» **INSTRUCTIONS TO FOLLOW**
Give only the number of lines in the records below that contain the word "gray", treating uppercase and lowercase as different.

» **INPUT FOR THIS TASK**

* * *

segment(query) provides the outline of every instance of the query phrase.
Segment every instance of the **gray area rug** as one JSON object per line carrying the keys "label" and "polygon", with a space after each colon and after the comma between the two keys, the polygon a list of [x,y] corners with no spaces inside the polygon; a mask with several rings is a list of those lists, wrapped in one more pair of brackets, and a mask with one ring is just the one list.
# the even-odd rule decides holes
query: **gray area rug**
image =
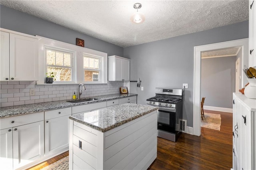
{"label": "gray area rug", "polygon": [[43,170],[68,170],[68,156],[42,169]]}
{"label": "gray area rug", "polygon": [[201,127],[220,130],[221,118],[219,114],[204,113],[204,120],[201,118]]}

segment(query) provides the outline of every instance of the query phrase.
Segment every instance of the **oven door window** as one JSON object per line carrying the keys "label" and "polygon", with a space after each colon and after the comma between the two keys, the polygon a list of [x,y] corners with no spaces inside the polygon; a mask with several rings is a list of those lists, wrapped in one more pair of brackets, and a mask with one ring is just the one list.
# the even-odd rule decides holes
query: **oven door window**
{"label": "oven door window", "polygon": [[158,109],[158,129],[172,133],[175,133],[175,112]]}

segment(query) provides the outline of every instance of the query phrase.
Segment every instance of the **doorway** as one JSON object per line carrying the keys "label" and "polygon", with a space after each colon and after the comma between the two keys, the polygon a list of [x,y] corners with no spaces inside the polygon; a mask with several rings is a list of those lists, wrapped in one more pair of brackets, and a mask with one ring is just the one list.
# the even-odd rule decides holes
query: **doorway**
{"label": "doorway", "polygon": [[[194,72],[193,112],[193,134],[201,135],[200,102],[201,96],[201,57],[203,51],[214,49],[240,46],[242,50],[241,64],[248,65],[248,38],[208,44],[194,47]],[[241,74],[242,84],[246,82],[245,75]]]}

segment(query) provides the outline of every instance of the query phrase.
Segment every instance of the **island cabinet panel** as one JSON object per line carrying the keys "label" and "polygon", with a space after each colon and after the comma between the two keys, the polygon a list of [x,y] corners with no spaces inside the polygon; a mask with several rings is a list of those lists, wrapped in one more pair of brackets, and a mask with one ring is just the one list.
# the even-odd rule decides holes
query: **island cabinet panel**
{"label": "island cabinet panel", "polygon": [[81,105],[80,106],[72,107],[72,114],[79,113],[82,112],[92,111],[95,109],[106,107],[107,107],[107,102],[95,103],[88,105]]}
{"label": "island cabinet panel", "polygon": [[156,158],[156,110],[105,132],[69,124],[70,169],[146,170]]}

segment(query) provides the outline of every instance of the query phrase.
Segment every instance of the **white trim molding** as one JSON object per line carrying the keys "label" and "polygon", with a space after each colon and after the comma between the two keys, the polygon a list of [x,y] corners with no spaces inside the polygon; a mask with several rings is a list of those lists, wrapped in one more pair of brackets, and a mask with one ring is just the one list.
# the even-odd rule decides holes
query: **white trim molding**
{"label": "white trim molding", "polygon": [[[228,42],[222,42],[194,47],[194,89],[193,109],[193,134],[201,135],[201,115],[200,114],[200,90],[201,90],[201,53],[216,49],[223,49],[233,47],[240,47],[242,48],[242,67],[245,65],[248,65],[248,39],[244,38]],[[242,71],[242,70],[240,71]],[[247,81],[244,74],[242,75],[242,84],[246,83]]]}
{"label": "white trim molding", "polygon": [[224,107],[215,107],[214,106],[204,106],[204,109],[220,112],[233,113],[233,109],[225,108]]}

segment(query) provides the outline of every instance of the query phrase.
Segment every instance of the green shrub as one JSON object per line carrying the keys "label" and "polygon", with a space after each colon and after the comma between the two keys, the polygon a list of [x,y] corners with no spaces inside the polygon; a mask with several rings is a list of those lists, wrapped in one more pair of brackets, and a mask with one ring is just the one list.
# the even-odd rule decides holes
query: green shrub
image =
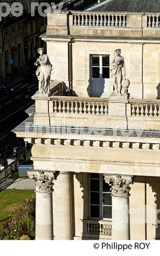
{"label": "green shrub", "polygon": [[19,240],[31,240],[30,237],[27,235],[23,235]]}
{"label": "green shrub", "polygon": [[[26,200],[16,212],[3,222],[0,229],[1,240],[19,240],[23,236],[35,237],[35,199]],[[21,239],[23,240],[23,239]],[[24,239],[29,240],[29,239]]]}

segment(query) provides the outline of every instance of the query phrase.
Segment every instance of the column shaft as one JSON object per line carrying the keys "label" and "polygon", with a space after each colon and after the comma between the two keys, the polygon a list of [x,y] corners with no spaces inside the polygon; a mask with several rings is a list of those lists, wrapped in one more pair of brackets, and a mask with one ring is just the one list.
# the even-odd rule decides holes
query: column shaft
{"label": "column shaft", "polygon": [[36,192],[35,240],[53,240],[52,192]]}
{"label": "column shaft", "polygon": [[69,173],[60,173],[54,187],[54,239],[72,240],[70,179]]}
{"label": "column shaft", "polygon": [[130,240],[129,196],[112,195],[112,239]]}

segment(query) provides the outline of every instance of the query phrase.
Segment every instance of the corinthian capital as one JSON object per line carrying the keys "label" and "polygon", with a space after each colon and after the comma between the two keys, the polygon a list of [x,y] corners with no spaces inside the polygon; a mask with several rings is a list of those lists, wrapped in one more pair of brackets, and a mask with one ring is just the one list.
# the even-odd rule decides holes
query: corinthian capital
{"label": "corinthian capital", "polygon": [[129,185],[133,183],[132,176],[104,174],[104,180],[111,186],[112,194],[114,196],[125,197],[129,195]]}
{"label": "corinthian capital", "polygon": [[36,192],[49,192],[54,191],[53,188],[53,182],[57,178],[55,172],[28,172],[28,176],[30,179],[34,181]]}

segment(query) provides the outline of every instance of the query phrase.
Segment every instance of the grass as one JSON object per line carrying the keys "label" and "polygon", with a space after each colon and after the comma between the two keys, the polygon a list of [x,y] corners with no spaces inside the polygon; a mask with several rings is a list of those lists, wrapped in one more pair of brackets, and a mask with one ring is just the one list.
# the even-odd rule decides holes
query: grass
{"label": "grass", "polygon": [[0,191],[0,224],[15,211],[27,199],[34,195],[34,190],[3,190]]}

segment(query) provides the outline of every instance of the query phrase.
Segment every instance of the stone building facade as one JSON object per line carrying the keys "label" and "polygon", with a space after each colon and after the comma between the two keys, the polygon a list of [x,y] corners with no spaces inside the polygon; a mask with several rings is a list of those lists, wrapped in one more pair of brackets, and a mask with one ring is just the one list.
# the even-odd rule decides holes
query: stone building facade
{"label": "stone building facade", "polygon": [[[36,239],[160,238],[160,2],[116,2],[48,16],[52,96],[14,129],[32,144]],[[129,97],[111,96],[116,49]]]}

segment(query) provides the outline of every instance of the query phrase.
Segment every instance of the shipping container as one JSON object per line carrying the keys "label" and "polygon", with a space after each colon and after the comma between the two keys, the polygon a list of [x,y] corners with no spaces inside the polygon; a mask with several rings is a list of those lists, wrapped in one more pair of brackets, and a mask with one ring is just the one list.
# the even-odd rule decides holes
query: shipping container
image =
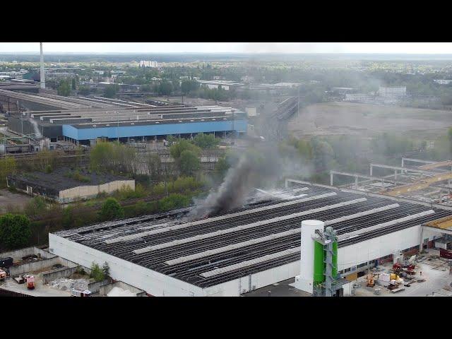
{"label": "shipping container", "polygon": [[0,267],[11,267],[13,266],[13,258],[11,256],[0,259]]}

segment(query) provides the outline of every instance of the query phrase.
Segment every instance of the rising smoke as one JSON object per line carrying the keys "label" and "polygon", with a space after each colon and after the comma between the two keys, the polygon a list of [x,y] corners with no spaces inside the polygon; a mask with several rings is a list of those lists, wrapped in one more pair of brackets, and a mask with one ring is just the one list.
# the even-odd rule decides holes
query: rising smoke
{"label": "rising smoke", "polygon": [[37,126],[37,123],[32,118],[28,118],[28,121],[30,121],[30,123],[33,126],[33,129],[35,130],[35,134],[36,134],[36,136],[38,138],[42,138],[42,134],[41,134],[41,132],[40,131],[40,129],[39,129],[39,126]]}
{"label": "rising smoke", "polygon": [[227,171],[217,191],[197,203],[191,220],[224,213],[239,207],[257,187],[273,189],[277,182],[289,175],[308,175],[311,169],[283,156],[274,144],[262,143],[245,151]]}

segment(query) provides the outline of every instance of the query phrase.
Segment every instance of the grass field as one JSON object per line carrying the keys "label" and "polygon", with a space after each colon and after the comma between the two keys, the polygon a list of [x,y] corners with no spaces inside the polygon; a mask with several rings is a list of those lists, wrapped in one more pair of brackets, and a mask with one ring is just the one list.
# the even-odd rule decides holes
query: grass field
{"label": "grass field", "polygon": [[325,102],[304,107],[288,124],[296,136],[396,132],[434,137],[452,126],[452,111],[351,102]]}

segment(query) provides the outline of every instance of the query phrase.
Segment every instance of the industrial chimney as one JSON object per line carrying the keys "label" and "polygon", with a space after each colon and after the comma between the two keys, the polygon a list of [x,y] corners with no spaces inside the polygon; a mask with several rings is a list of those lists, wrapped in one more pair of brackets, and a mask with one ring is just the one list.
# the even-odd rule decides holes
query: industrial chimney
{"label": "industrial chimney", "polygon": [[40,74],[40,81],[41,81],[41,88],[45,89],[45,79],[44,78],[44,54],[42,54],[42,42],[40,42],[41,47],[41,74]]}

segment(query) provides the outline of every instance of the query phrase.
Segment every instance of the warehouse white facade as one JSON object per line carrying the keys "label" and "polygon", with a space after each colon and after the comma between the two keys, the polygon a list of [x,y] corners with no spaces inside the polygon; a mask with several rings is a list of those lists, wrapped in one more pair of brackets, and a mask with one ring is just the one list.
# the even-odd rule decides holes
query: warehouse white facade
{"label": "warehouse white facade", "polygon": [[[303,189],[307,194],[302,199],[295,196],[188,223],[143,217],[49,234],[49,250],[85,267],[107,262],[113,279],[153,296],[239,296],[300,274],[302,220],[315,217],[338,232],[338,270],[346,276],[396,252],[419,248],[426,239],[432,241],[438,233],[422,232],[422,225],[452,215],[451,210],[333,188]],[[253,222],[258,210],[265,213],[264,219]],[[275,218],[281,214],[285,215]],[[234,227],[236,219],[240,226]],[[222,222],[225,228],[215,230]],[[270,235],[263,237],[265,232]],[[251,240],[238,239],[245,232]]]}

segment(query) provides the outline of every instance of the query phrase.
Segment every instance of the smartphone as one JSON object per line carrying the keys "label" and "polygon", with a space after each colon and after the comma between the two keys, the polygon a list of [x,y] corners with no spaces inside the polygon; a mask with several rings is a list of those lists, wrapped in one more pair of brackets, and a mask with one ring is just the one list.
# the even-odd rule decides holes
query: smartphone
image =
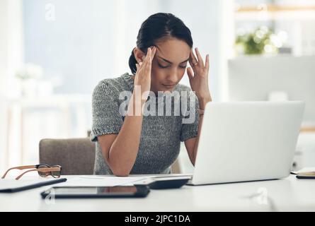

* * *

» **WRITTEN ANSWER**
4